<<<<

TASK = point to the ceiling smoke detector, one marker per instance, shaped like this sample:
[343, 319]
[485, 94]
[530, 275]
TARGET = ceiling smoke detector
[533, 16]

>>>>

(Problem): Please return every line of the items above verbatim, keeping their original order.

(Result of this task):
TASK = point to the ceiling smoke detector, one marker per instance, shaped like this sample:
[343, 319]
[485, 94]
[530, 275]
TARGET = ceiling smoke detector
[533, 16]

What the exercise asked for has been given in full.